Select every line in the data below that contains the string "Target", and copy each one.
----- Materials provided
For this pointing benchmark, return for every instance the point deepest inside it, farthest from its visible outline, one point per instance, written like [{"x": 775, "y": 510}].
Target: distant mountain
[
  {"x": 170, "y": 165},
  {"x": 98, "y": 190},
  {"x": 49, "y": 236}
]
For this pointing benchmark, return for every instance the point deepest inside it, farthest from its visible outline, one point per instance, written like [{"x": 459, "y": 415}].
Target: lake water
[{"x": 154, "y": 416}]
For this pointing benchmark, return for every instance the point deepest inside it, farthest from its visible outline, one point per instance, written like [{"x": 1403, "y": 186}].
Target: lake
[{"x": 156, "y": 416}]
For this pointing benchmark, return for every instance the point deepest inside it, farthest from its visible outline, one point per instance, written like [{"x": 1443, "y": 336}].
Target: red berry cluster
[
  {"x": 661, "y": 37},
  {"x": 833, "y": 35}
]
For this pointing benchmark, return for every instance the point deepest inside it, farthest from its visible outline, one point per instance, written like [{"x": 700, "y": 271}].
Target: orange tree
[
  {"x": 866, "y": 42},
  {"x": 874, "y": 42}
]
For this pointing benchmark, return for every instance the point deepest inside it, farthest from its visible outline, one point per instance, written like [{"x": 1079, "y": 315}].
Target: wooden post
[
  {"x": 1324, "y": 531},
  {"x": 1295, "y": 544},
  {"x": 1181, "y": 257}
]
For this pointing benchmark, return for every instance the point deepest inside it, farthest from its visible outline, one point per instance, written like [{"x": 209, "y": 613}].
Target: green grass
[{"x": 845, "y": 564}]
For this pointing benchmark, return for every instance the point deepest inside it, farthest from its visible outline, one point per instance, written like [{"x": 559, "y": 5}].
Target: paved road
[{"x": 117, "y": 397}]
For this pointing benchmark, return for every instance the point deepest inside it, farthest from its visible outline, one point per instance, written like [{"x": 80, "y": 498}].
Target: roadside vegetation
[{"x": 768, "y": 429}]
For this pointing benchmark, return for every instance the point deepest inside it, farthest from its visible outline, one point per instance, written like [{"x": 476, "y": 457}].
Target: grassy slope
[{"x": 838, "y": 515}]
----------
[Exercise answer]
Target: distant mountain
Target: lake water
Target: lake
Target: red berry cluster
Target: orange tree
Target: wooden post
Target: green grass
Target: paved road
Target: roadside vegetation
Target: grassy slope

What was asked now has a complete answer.